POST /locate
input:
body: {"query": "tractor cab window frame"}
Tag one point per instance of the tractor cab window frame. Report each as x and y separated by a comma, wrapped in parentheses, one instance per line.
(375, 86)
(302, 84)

STATED PROBLEM
Using the entries above, please restate each one word for word.

THE RESPONSE
POST /locate
input:
body: {"query": "tractor cab window frame"}
Tag one point per instance of the tractor cab window frame. Report each as x and y separated by a comma, wrapped in parentheses, one instance per line.
(375, 86)
(302, 84)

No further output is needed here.